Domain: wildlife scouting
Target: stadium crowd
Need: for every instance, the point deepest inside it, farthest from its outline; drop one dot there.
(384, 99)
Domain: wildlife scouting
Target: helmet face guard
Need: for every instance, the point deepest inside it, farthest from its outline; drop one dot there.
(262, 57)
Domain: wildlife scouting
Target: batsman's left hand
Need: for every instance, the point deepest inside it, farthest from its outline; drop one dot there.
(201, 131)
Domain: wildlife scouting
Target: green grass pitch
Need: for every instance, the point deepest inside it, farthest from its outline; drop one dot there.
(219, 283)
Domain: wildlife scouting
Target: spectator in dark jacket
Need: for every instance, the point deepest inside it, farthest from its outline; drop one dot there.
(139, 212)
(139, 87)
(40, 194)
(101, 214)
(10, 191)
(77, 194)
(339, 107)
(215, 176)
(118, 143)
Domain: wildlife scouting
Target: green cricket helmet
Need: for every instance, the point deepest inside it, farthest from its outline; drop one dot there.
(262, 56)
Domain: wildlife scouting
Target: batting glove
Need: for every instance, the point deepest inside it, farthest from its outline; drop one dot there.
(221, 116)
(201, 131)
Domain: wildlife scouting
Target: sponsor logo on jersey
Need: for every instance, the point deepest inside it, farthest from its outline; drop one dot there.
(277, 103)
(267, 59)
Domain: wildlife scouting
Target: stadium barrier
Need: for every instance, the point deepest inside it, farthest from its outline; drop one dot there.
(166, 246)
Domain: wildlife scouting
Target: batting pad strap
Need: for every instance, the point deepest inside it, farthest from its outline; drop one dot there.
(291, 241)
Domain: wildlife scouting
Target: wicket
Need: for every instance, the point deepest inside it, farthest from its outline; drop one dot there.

JOB
Pick out every line in the lines above that contains the string "stadium", and copy each one; case counts.

REPLY
Target: stadium crowd
Target: stadium barrier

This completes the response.